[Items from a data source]

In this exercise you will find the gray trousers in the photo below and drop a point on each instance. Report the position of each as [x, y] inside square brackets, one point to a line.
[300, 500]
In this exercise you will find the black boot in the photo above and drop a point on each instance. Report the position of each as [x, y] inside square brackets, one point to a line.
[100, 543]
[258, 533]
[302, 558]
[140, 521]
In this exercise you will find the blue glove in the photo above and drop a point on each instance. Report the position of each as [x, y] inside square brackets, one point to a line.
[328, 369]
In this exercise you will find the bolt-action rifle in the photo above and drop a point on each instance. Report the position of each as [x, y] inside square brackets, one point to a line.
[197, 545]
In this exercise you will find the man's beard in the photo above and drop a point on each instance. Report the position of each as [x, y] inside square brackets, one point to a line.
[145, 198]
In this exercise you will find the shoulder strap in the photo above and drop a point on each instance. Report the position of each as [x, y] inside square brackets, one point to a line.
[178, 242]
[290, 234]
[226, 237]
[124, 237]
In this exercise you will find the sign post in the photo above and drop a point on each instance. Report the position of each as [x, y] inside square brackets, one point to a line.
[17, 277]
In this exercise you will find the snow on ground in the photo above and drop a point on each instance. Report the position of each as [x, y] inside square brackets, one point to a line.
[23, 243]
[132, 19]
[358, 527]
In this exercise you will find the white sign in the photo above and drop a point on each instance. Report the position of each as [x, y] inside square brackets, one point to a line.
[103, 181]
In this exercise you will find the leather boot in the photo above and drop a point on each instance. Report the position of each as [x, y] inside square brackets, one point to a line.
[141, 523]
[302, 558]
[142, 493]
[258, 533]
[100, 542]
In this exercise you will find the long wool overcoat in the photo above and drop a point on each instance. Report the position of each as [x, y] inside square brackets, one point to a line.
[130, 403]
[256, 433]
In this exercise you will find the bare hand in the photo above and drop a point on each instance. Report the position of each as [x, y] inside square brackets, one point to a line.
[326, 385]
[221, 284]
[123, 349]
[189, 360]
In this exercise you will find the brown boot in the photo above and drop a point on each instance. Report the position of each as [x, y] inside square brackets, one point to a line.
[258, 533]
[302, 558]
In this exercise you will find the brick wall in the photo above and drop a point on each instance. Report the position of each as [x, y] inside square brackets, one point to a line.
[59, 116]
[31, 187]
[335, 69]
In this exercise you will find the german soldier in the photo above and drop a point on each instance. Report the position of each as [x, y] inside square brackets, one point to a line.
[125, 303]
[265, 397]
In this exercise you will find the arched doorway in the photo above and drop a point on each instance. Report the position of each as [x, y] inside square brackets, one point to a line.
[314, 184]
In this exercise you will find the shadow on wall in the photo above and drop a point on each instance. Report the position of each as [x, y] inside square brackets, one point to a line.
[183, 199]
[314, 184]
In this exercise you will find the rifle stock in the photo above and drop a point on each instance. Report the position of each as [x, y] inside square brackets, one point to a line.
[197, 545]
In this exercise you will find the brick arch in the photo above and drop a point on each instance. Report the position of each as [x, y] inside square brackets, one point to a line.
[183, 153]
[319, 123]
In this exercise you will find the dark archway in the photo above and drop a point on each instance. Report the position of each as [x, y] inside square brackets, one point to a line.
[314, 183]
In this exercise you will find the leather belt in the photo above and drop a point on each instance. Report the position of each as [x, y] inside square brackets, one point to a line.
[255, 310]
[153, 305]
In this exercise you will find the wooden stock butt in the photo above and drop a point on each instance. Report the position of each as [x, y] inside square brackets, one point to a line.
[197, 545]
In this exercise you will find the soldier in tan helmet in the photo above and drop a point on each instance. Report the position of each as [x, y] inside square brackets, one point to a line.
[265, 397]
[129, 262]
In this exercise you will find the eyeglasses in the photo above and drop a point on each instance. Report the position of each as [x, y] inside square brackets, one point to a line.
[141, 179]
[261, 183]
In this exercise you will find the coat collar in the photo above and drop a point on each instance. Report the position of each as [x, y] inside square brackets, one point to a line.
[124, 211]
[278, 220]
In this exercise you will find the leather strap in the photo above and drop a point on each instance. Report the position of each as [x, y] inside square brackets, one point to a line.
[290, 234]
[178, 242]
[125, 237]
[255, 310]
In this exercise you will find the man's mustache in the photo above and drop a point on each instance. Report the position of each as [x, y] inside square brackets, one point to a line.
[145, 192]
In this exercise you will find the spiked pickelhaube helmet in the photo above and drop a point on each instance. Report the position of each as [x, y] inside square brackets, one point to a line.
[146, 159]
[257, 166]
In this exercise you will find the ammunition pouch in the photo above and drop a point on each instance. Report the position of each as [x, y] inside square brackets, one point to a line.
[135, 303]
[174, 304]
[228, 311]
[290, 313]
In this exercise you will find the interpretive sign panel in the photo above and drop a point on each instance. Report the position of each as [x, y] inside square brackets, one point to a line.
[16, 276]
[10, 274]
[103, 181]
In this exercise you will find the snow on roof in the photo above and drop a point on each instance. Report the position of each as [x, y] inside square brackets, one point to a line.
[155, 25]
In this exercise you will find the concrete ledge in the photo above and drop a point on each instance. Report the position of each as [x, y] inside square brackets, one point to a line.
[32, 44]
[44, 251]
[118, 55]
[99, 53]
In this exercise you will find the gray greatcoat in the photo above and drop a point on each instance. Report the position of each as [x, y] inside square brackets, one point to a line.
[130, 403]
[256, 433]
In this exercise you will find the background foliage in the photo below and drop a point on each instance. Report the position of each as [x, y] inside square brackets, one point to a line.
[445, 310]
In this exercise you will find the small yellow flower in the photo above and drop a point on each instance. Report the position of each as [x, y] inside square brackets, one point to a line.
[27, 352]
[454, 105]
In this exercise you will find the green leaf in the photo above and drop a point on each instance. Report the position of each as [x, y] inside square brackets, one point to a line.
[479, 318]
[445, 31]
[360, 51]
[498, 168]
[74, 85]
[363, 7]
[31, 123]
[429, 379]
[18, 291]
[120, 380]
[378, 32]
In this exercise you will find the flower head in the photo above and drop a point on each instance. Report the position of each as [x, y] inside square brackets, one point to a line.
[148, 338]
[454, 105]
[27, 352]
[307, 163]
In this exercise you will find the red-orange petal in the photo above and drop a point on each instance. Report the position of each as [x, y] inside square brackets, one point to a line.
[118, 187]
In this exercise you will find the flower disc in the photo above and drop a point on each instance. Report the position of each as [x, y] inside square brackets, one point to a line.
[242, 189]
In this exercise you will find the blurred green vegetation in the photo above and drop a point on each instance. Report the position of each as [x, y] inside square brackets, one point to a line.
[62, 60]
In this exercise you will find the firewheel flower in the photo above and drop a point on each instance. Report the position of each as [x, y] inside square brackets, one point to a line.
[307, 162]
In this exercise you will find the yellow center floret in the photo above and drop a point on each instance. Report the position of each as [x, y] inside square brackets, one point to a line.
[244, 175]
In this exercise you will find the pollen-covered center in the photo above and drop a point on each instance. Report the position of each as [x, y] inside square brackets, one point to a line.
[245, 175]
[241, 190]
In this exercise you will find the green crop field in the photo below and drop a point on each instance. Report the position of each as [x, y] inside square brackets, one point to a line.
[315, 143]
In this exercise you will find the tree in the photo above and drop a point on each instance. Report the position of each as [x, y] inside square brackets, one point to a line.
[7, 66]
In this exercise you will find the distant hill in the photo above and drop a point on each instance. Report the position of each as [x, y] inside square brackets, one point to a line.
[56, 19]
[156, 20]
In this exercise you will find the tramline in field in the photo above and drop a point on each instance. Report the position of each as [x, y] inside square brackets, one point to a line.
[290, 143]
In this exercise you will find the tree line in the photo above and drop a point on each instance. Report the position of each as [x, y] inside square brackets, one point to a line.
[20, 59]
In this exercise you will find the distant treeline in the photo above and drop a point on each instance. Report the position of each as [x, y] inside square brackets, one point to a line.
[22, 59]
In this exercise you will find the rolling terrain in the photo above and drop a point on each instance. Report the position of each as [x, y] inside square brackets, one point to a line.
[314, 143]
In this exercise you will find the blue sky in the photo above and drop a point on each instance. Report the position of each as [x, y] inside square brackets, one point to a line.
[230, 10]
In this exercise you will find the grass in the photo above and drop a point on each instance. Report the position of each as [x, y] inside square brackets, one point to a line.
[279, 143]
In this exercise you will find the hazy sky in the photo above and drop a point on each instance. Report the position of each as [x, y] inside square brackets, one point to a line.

:: Task instructions ::
Only these are to be transcribed: the line with "In this exercise you will find the blue sky" and every line after it through the last line of the entries, each exactly.

:: Result of the task ::
In this exercise you will find the blue sky in the photo above and drop a point on each instance. Report the position of each as [x, y] inside square brackets, one point to a line.
[230, 10]
In this exercise you will find the grass in the photo above and drop a point on each instance. Report the position of each as [x, y] inside square brackets, one point to a line.
[279, 143]
In this exercise you will find the hazy sky in the photo above and drop a point on each instance. Report the position of each as [x, y] inside square brackets, one point to a line.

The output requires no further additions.